• _Task brief_:
Arrange the lines of all the items below as a Markdown table with two columns, Row for the row number and Line for the line itself, and leave out blank lines. Don't put the pictures in the answer.

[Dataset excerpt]
■ ■ ■
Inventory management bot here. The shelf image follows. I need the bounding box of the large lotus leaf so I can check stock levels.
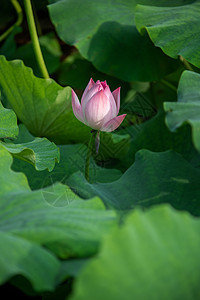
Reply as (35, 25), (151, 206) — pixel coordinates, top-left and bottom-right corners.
(123, 110), (200, 167)
(1, 138), (60, 171)
(66, 150), (200, 215)
(0, 100), (19, 139)
(12, 144), (122, 190)
(48, 0), (178, 81)
(0, 232), (60, 291)
(135, 0), (200, 67)
(0, 56), (90, 143)
(0, 145), (115, 258)
(12, 32), (62, 77)
(164, 71), (200, 151)
(70, 205), (200, 300)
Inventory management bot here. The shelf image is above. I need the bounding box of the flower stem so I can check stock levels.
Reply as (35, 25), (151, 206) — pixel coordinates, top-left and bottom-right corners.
(0, 0), (23, 42)
(24, 0), (49, 78)
(85, 130), (97, 182)
(161, 79), (177, 92)
(180, 55), (194, 71)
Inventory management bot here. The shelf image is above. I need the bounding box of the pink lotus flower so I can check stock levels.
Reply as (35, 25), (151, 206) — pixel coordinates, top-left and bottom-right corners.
(72, 78), (126, 132)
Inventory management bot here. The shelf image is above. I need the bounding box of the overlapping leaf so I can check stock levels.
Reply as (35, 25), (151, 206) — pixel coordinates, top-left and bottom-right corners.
(135, 0), (200, 67)
(0, 56), (90, 143)
(67, 150), (200, 215)
(164, 71), (200, 151)
(0, 100), (19, 139)
(1, 138), (60, 171)
(0, 145), (115, 258)
(70, 206), (200, 300)
(48, 0), (177, 81)
(0, 232), (60, 291)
■ ■ ■
• _Result of this exercise_:
| Row | Line |
|---|---|
| 1 | Inventory management bot here. The shelf image follows. I need the bounding box of the large lotus leaf so I can check stock levels. |
| 2 | Reply as (35, 25), (151, 206) — pixel coordinates, top-left and bottom-right corners. |
| 3 | (123, 110), (200, 167) |
| 4 | (1, 138), (60, 171) |
| 5 | (66, 150), (200, 215) |
| 6 | (0, 100), (19, 139) |
| 7 | (12, 144), (122, 190) |
| 8 | (48, 0), (178, 81) |
| 9 | (0, 232), (60, 291) |
| 10 | (135, 0), (200, 67) |
| 11 | (0, 56), (90, 143) |
| 12 | (0, 145), (115, 258) |
| 13 | (12, 32), (62, 77) |
| 14 | (164, 71), (200, 151) |
| 15 | (70, 205), (200, 300) |
| 16 | Inventory management bot here. The shelf image is above. I need the bounding box of the flower stem so I can check stock levels. |
| 17 | Reply as (35, 25), (151, 206) — pixel coordinates, top-left and bottom-right corners. |
| 18 | (0, 0), (23, 42) |
| 19 | (24, 0), (49, 78) |
| 20 | (85, 130), (97, 182) |
| 21 | (161, 79), (177, 92) |
| 22 | (180, 55), (194, 71) |
| 23 | Inventory management bot here. The shelf image is above. I need the bounding box of the pink lotus flower so I can check stock levels. |
| 24 | Reply as (35, 25), (151, 206) — pixel coordinates, top-left and bottom-right corners. |
| 25 | (72, 78), (126, 132) |
| 26 | Inventory management bot here. The shelf image is above. I need the bounding box of the overlapping leaf so I can check stock levels. |
| 27 | Reply as (35, 25), (151, 206) — pixel coordinates, top-left and bottom-right corners. |
| 28 | (135, 0), (200, 67) |
| 29 | (0, 56), (90, 143) |
| 30 | (67, 150), (200, 215) |
| 31 | (164, 71), (200, 151) |
| 32 | (0, 100), (19, 139) |
| 33 | (1, 138), (60, 171) |
| 34 | (0, 145), (115, 258) |
| 35 | (70, 206), (200, 300) |
| 36 | (48, 0), (177, 81) |
| 37 | (0, 232), (60, 291) |